[Entries]

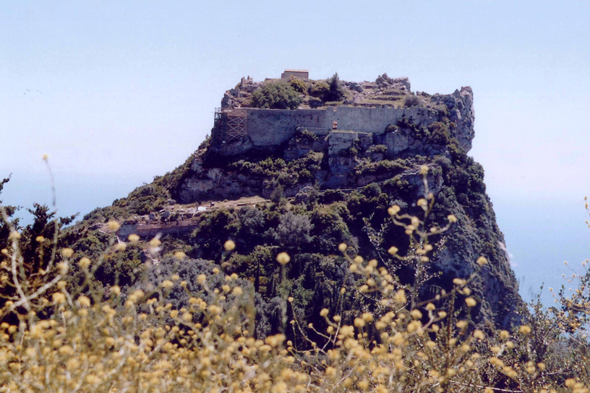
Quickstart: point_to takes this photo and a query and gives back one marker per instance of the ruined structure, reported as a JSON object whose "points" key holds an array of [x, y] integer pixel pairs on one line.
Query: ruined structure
{"points": [[301, 74], [342, 164], [239, 129]]}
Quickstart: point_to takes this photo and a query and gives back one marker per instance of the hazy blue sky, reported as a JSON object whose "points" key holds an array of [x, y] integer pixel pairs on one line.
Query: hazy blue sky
{"points": [[118, 92]]}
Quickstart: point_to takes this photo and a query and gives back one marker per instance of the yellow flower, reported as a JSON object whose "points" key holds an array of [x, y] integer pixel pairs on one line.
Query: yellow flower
{"points": [[524, 329], [229, 245], [58, 298], [84, 263], [237, 291], [400, 297], [393, 210], [283, 258], [359, 322], [113, 225], [67, 252], [84, 301], [155, 242]]}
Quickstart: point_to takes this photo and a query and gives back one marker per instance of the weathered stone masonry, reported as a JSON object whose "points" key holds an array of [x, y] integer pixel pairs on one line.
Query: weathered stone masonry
{"points": [[271, 127]]}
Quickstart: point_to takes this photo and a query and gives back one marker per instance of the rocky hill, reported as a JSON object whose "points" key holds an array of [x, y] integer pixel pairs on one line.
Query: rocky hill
{"points": [[307, 178]]}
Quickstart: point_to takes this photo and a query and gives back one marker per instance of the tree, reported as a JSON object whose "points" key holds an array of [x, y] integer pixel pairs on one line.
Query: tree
{"points": [[336, 90], [276, 95]]}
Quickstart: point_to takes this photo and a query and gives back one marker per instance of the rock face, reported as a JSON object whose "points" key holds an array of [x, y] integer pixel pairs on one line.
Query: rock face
{"points": [[379, 158]]}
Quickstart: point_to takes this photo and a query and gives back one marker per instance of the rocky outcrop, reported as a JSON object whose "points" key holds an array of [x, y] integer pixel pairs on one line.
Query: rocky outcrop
{"points": [[461, 112]]}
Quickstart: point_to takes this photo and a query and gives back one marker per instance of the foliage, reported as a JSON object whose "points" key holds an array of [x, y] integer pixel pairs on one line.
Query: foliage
{"points": [[185, 325], [321, 90], [275, 95], [299, 85], [336, 92], [411, 101]]}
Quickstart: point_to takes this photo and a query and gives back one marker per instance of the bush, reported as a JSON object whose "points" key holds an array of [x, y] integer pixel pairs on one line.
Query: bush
{"points": [[275, 95], [320, 90], [298, 85], [188, 326], [336, 92], [411, 101]]}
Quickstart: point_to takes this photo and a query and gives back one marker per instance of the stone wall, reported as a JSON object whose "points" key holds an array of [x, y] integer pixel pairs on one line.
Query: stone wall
{"points": [[271, 127], [301, 74]]}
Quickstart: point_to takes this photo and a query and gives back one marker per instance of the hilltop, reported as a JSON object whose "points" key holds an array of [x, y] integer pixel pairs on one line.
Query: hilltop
{"points": [[306, 178]]}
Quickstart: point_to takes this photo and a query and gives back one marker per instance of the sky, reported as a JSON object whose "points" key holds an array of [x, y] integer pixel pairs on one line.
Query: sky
{"points": [[119, 92]]}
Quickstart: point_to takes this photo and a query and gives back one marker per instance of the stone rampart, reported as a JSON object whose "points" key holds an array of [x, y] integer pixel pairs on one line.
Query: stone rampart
{"points": [[245, 128]]}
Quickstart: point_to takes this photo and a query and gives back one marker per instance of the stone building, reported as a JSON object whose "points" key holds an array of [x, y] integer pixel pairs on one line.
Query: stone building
{"points": [[301, 74]]}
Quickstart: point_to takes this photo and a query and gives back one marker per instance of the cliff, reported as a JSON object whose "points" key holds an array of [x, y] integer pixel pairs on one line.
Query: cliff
{"points": [[305, 180]]}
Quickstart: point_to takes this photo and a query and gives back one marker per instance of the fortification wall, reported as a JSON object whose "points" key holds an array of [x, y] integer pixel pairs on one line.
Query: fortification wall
{"points": [[269, 127]]}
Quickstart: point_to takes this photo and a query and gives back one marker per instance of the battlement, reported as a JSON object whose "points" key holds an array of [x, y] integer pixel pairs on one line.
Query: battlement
{"points": [[238, 129]]}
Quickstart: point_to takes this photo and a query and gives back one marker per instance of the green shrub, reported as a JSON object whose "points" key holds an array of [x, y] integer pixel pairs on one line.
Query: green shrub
{"points": [[275, 95], [320, 90], [411, 101], [336, 92], [298, 85]]}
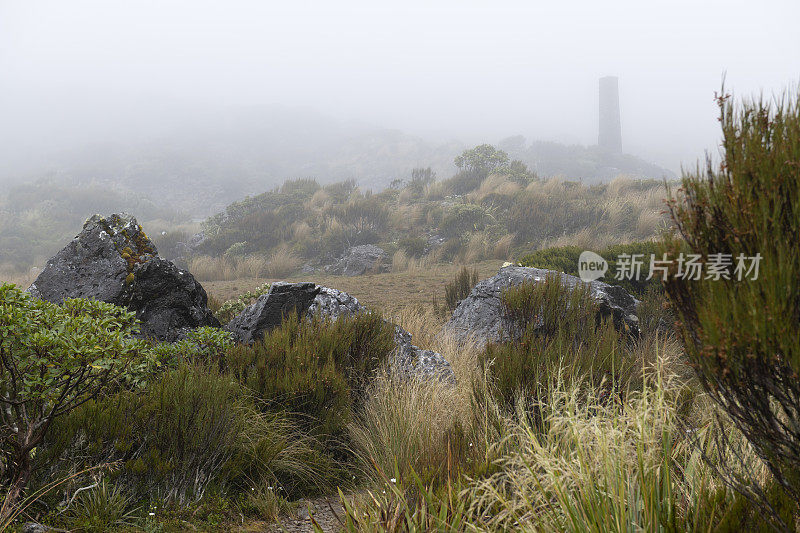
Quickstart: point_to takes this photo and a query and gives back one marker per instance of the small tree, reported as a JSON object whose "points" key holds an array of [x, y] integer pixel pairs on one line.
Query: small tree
{"points": [[52, 359], [483, 159], [743, 336]]}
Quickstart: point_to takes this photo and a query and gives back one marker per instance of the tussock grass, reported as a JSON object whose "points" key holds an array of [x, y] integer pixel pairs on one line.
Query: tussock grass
{"points": [[281, 262]]}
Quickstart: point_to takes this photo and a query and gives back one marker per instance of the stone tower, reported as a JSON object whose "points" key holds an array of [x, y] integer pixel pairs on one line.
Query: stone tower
{"points": [[609, 137]]}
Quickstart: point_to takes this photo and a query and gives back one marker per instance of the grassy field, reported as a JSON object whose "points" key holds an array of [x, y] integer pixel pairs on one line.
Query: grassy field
{"points": [[390, 292]]}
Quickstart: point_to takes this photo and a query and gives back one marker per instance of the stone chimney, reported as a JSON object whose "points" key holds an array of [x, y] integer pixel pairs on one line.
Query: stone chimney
{"points": [[609, 137]]}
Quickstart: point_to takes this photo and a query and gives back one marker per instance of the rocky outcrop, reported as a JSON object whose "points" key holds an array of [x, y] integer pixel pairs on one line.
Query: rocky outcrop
{"points": [[267, 312], [480, 315], [98, 263], [113, 260], [359, 260], [168, 301]]}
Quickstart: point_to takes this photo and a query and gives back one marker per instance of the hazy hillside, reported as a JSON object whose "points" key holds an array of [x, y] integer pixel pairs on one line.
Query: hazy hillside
{"points": [[207, 160]]}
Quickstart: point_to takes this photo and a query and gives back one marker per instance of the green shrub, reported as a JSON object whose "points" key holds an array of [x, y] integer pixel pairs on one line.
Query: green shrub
{"points": [[193, 430], [562, 337], [742, 335], [565, 259], [52, 360], [234, 306], [314, 369], [460, 287]]}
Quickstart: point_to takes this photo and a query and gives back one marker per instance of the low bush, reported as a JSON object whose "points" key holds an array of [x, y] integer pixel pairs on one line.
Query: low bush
{"points": [[193, 430], [562, 337], [314, 370]]}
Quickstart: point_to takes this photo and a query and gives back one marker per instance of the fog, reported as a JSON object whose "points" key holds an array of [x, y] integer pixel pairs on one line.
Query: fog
{"points": [[80, 76]]}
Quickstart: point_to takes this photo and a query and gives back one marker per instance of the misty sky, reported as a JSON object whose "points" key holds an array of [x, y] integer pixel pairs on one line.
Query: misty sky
{"points": [[74, 72]]}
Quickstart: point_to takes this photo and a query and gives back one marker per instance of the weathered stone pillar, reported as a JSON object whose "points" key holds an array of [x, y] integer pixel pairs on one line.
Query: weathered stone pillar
{"points": [[609, 137]]}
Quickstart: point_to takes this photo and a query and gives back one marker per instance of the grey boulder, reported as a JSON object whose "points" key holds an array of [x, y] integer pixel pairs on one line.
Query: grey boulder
{"points": [[269, 310], [480, 315], [112, 260], [308, 298], [168, 301]]}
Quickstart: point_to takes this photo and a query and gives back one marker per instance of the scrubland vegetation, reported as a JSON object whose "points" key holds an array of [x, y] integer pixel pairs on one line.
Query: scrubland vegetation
{"points": [[483, 212], [572, 425]]}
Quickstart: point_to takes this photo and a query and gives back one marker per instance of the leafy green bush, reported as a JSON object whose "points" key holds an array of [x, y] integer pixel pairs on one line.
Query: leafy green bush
{"points": [[561, 337], [314, 369], [742, 335], [52, 360], [565, 259]]}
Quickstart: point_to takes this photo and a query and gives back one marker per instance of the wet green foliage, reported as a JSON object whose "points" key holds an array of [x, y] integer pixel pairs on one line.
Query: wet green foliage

[What to work on] Return precisely the lines of the records, starting with the line that holds "of the leafy" and ending with the last one.

[Result]
Quickstart: point_to takes this photo and a query and gives back one marker per instance of the leafy green bush, reported as a JSON object whose "points" key holds an array of [x, y] integer pixel pairs on one line.
Query: leafy green bush
{"points": [[561, 337], [314, 369], [742, 335], [52, 360], [565, 259]]}
Quickstart: point_to takes this photo and a query and gives back one marker per instance of the wet green foliage, reported as a JSON object whose "points" key holds an array of [x, y] integer pixel pairs on one line.
Query: wet green foliage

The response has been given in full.